Instruction => Present everything from the start of the records down to the line containing "top-left (1066, 633), bottom-right", inclusive, as a Markdown table with the columns "Row" and "Content", giving each line's number and text and skipping blank lines.

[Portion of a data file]
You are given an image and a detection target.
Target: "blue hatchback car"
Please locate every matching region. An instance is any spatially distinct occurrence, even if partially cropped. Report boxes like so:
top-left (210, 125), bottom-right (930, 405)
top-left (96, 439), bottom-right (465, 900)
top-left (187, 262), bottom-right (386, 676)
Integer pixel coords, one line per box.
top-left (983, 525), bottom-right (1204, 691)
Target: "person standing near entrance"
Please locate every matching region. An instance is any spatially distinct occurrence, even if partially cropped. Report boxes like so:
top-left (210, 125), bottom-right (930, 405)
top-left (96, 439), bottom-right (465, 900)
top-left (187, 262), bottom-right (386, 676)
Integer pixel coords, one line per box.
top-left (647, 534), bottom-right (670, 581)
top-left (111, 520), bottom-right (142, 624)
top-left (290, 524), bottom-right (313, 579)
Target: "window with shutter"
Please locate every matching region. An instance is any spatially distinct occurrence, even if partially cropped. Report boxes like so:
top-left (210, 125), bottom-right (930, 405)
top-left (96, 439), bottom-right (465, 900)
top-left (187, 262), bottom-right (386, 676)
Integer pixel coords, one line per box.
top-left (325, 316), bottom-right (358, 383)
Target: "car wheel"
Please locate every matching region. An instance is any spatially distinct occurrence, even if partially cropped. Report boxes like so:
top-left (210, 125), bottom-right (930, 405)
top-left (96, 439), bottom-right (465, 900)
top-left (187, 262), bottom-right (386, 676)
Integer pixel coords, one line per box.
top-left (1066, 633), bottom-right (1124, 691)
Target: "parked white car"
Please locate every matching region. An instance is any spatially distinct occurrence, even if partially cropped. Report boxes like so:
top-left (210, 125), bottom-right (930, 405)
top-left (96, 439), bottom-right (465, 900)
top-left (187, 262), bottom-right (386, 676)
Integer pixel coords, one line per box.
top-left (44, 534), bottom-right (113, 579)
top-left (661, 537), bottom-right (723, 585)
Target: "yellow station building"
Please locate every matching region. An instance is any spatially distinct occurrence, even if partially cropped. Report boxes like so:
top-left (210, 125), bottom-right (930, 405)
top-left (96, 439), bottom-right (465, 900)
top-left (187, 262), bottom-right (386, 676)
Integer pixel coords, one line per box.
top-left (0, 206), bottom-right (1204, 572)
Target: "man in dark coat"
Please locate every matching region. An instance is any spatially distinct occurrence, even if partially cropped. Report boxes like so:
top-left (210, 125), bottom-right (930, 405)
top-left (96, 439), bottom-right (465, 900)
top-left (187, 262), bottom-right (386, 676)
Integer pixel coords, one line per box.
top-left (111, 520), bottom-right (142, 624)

Reply to the exercise =>
| Row | Content |
|---|---|
| 1 | You are given an image and a detection target. |
| 2 | Target: "blue hatchback car" |
| 3 | Please locate every matching region. An instance is any spatially distinct occurrence, even if partially cropped. Report boxes like so: |
| 4 | top-left (210, 125), bottom-right (930, 405) |
| 5 | top-left (96, 439), bottom-right (465, 900) |
| 6 | top-left (187, 262), bottom-right (386, 676) |
| 7 | Integer pixel coords, one line per box. |
| 8 | top-left (983, 525), bottom-right (1204, 691) |
| 9 | Target: "person standing near entrance" |
| 10 | Please locate every matching region. An instance is any spatially distinct occurrence, even if partially cropped. Report boxes like so: |
| 11 | top-left (210, 125), bottom-right (930, 405) |
| 12 | top-left (96, 439), bottom-right (465, 900) |
| 13 | top-left (187, 262), bottom-right (386, 676) |
| 14 | Integer pixel coords, one line per box. |
| 15 | top-left (647, 534), bottom-right (670, 581) |
| 16 | top-left (111, 520), bottom-right (142, 624) |
| 17 | top-left (290, 524), bottom-right (313, 579) |
| 18 | Target: "window with shutter" |
| 19 | Please locate every matching region. An instance is any spatially distinct occurrence, even if partially cropped. Report boxes like so: |
| 20 | top-left (210, 125), bottom-right (930, 405) |
| 21 | top-left (96, 439), bottom-right (465, 900) |
| 22 | top-left (187, 262), bottom-right (386, 676) |
| 23 | Integer pixel coords, one line per box. |
| 24 | top-left (325, 316), bottom-right (358, 383) |
| 25 | Target: "car wheel" |
| 26 | Please locate every matching region. An instance is any spatially distinct occurrence, even if partially cropped. Report boxes like so: |
| 27 | top-left (210, 125), bottom-right (930, 405) |
| 28 | top-left (96, 439), bottom-right (465, 900) |
| 29 | top-left (187, 262), bottom-right (386, 676) |
| 30 | Integer pixel coords, one line per box. |
| 31 | top-left (1066, 633), bottom-right (1124, 691) |